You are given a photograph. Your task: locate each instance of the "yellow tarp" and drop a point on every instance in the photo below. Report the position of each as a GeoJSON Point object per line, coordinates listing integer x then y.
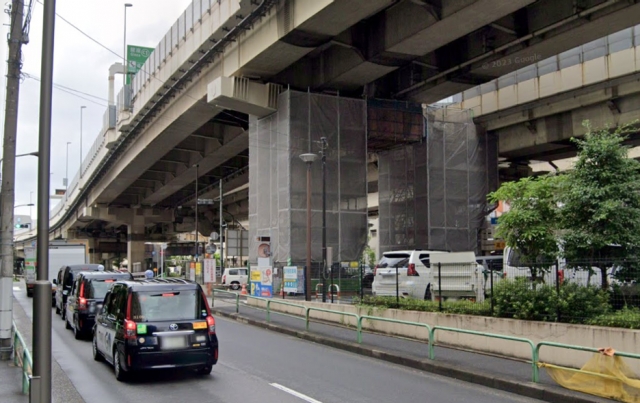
{"type": "Point", "coordinates": [602, 375]}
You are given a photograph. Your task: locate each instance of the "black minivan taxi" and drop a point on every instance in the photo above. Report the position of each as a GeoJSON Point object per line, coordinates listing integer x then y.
{"type": "Point", "coordinates": [64, 282]}
{"type": "Point", "coordinates": [155, 323]}
{"type": "Point", "coordinates": [86, 297]}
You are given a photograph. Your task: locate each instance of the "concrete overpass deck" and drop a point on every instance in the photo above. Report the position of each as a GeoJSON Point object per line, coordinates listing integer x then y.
{"type": "Point", "coordinates": [224, 61]}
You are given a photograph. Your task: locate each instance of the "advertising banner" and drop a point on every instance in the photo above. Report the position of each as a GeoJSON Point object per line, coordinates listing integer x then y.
{"type": "Point", "coordinates": [290, 279]}
{"type": "Point", "coordinates": [209, 270]}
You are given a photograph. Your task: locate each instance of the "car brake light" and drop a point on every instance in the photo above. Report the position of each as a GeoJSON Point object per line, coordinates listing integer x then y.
{"type": "Point", "coordinates": [130, 329]}
{"type": "Point", "coordinates": [211, 323]}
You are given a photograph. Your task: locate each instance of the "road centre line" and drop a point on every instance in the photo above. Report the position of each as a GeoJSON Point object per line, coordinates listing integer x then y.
{"type": "Point", "coordinates": [294, 393]}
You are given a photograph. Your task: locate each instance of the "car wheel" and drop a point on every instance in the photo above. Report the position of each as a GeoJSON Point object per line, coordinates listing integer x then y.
{"type": "Point", "coordinates": [117, 368]}
{"type": "Point", "coordinates": [206, 370]}
{"type": "Point", "coordinates": [427, 293]}
{"type": "Point", "coordinates": [94, 347]}
{"type": "Point", "coordinates": [76, 333]}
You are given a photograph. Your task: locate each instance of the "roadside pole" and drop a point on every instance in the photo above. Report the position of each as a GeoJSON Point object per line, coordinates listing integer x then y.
{"type": "Point", "coordinates": [7, 195]}
{"type": "Point", "coordinates": [41, 380]}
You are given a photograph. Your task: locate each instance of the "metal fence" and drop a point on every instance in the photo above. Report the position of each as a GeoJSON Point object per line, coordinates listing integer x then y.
{"type": "Point", "coordinates": [563, 291]}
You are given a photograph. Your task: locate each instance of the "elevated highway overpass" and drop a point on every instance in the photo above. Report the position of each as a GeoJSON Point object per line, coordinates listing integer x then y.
{"type": "Point", "coordinates": [223, 64]}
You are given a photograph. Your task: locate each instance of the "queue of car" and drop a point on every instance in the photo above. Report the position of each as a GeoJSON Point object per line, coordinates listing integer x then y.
{"type": "Point", "coordinates": [138, 324]}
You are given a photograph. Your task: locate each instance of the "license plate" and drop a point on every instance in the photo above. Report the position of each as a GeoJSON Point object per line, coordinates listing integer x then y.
{"type": "Point", "coordinates": [172, 343]}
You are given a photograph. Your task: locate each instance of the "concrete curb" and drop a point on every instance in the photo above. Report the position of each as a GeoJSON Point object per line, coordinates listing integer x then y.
{"type": "Point", "coordinates": [528, 389]}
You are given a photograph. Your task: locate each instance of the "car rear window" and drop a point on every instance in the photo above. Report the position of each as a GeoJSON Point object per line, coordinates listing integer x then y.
{"type": "Point", "coordinates": [99, 288]}
{"type": "Point", "coordinates": [151, 306]}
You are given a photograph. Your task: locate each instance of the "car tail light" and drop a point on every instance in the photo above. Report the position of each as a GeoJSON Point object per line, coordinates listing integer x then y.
{"type": "Point", "coordinates": [130, 329]}
{"type": "Point", "coordinates": [211, 323]}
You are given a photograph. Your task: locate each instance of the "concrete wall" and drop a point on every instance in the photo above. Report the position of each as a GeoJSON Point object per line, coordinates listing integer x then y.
{"type": "Point", "coordinates": [590, 336]}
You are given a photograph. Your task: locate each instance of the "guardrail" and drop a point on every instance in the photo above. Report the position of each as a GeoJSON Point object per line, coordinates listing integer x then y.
{"type": "Point", "coordinates": [22, 358]}
{"type": "Point", "coordinates": [535, 349]}
{"type": "Point", "coordinates": [356, 316]}
{"type": "Point", "coordinates": [224, 292]}
{"type": "Point", "coordinates": [491, 335]}
{"type": "Point", "coordinates": [402, 322]}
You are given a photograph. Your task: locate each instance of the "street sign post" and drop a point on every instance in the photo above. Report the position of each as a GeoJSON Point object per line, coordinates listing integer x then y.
{"type": "Point", "coordinates": [136, 57]}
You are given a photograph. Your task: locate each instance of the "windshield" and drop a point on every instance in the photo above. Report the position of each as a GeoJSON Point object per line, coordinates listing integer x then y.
{"type": "Point", "coordinates": [99, 288]}
{"type": "Point", "coordinates": [391, 260]}
{"type": "Point", "coordinates": [151, 306]}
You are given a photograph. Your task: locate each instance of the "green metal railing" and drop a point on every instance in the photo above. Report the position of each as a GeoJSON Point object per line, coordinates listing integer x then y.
{"type": "Point", "coordinates": [22, 358]}
{"type": "Point", "coordinates": [353, 315]}
{"type": "Point", "coordinates": [535, 349]}
{"type": "Point", "coordinates": [483, 334]}
{"type": "Point", "coordinates": [402, 322]}
{"type": "Point", "coordinates": [285, 303]}
{"type": "Point", "coordinates": [235, 295]}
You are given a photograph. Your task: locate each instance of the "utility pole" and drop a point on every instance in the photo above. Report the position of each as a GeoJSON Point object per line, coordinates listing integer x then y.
{"type": "Point", "coordinates": [14, 65]}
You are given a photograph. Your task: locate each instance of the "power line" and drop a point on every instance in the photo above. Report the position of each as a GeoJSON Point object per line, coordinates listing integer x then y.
{"type": "Point", "coordinates": [70, 91]}
{"type": "Point", "coordinates": [84, 33]}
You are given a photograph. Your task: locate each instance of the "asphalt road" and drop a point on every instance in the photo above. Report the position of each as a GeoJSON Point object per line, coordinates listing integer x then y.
{"type": "Point", "coordinates": [261, 366]}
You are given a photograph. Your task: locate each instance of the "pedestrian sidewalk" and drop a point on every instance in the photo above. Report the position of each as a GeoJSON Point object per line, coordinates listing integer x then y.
{"type": "Point", "coordinates": [62, 390]}
{"type": "Point", "coordinates": [493, 371]}
{"type": "Point", "coordinates": [11, 383]}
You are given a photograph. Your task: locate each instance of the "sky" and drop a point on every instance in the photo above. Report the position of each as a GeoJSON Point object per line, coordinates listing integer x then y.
{"type": "Point", "coordinates": [80, 64]}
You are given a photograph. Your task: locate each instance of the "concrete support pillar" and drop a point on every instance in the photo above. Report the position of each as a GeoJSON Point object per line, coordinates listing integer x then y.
{"type": "Point", "coordinates": [93, 249]}
{"type": "Point", "coordinates": [135, 243]}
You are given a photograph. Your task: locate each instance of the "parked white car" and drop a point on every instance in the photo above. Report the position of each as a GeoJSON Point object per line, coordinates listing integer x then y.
{"type": "Point", "coordinates": [414, 276]}
{"type": "Point", "coordinates": [462, 276]}
{"type": "Point", "coordinates": [235, 277]}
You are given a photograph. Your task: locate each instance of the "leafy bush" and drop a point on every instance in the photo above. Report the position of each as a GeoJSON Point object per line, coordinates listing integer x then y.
{"type": "Point", "coordinates": [628, 318]}
{"type": "Point", "coordinates": [579, 303]}
{"type": "Point", "coordinates": [518, 299]}
{"type": "Point", "coordinates": [461, 307]}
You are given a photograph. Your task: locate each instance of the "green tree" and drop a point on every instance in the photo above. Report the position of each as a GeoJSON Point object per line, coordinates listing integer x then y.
{"type": "Point", "coordinates": [601, 200]}
{"type": "Point", "coordinates": [530, 224]}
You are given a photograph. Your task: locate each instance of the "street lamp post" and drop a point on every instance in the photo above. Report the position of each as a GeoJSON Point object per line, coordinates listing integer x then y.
{"type": "Point", "coordinates": [323, 141]}
{"type": "Point", "coordinates": [124, 47]}
{"type": "Point", "coordinates": [6, 271]}
{"type": "Point", "coordinates": [195, 253]}
{"type": "Point", "coordinates": [80, 168]}
{"type": "Point", "coordinates": [308, 158]}
{"type": "Point", "coordinates": [66, 174]}
{"type": "Point", "coordinates": [41, 380]}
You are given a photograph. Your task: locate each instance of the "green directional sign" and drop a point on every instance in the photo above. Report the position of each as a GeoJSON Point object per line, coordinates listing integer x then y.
{"type": "Point", "coordinates": [136, 56]}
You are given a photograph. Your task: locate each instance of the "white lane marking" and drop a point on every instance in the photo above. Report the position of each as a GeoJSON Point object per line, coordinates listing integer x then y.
{"type": "Point", "coordinates": [294, 393]}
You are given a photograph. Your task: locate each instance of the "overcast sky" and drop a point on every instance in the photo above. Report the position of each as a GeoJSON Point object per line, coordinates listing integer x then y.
{"type": "Point", "coordinates": [82, 65]}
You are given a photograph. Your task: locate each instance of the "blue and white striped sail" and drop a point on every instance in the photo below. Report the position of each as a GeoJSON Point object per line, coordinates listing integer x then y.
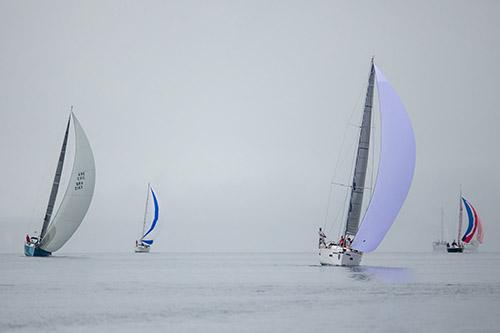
{"type": "Point", "coordinates": [147, 237]}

Set exercise:
Going from the line with "and white striped" to the last line of the listing, write out each line exactly and nothing else. Leave out all pictures.

Result for this task:
You are given a photograph. Your task: locate each instance of the "blue and white striped sail" and drop a point on every instance in the photo below. Report the position of each as a GeoJSON Point object per line, coordinates listing integer x then y.
{"type": "Point", "coordinates": [147, 237]}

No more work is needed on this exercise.